▶ [Request] Copy out word for word the lines of the items below, from the line containing "Identify one point on each instance of the dog's neck" through the line containing "Identify one point on each instance of the yellow", with both of those lines included.
[start Supplied records]
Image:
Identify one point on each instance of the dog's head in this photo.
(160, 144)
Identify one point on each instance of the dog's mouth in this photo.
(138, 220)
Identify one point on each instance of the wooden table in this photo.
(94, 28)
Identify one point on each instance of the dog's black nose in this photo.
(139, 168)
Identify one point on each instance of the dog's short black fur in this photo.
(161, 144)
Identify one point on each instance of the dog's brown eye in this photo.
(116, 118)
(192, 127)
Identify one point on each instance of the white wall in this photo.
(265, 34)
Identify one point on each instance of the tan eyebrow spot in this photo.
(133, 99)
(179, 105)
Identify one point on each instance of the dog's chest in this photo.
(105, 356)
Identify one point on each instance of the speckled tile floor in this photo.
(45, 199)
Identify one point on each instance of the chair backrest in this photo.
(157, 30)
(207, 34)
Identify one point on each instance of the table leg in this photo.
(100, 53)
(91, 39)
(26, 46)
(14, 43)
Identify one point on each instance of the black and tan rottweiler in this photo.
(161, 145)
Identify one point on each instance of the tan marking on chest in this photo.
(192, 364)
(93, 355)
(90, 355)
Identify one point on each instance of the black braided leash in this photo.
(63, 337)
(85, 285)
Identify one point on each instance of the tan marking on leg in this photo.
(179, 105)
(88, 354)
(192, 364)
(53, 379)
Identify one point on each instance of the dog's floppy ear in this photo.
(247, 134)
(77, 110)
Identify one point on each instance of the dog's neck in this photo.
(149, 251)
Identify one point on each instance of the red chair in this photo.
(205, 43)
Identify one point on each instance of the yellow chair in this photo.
[end Supplied records]
[start Supplied records]
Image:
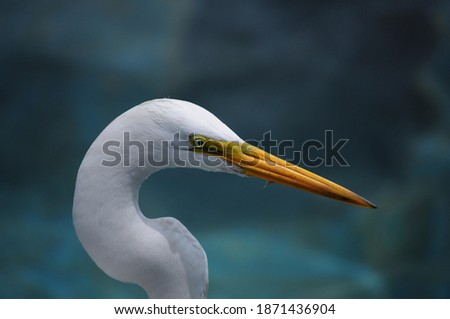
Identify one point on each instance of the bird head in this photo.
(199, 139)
[end Supplied records]
[start Supplied records]
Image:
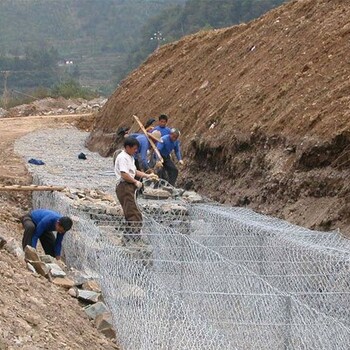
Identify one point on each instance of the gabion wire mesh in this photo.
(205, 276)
[end Supplied records]
▶ [Written response]
Identify one point on each instance of the dog's neck in this photo.
(149, 251)
Identify one point on each instance of the red chair in this photo.
(205, 43)
Identify one point on each instance of the yellow chair in this photo.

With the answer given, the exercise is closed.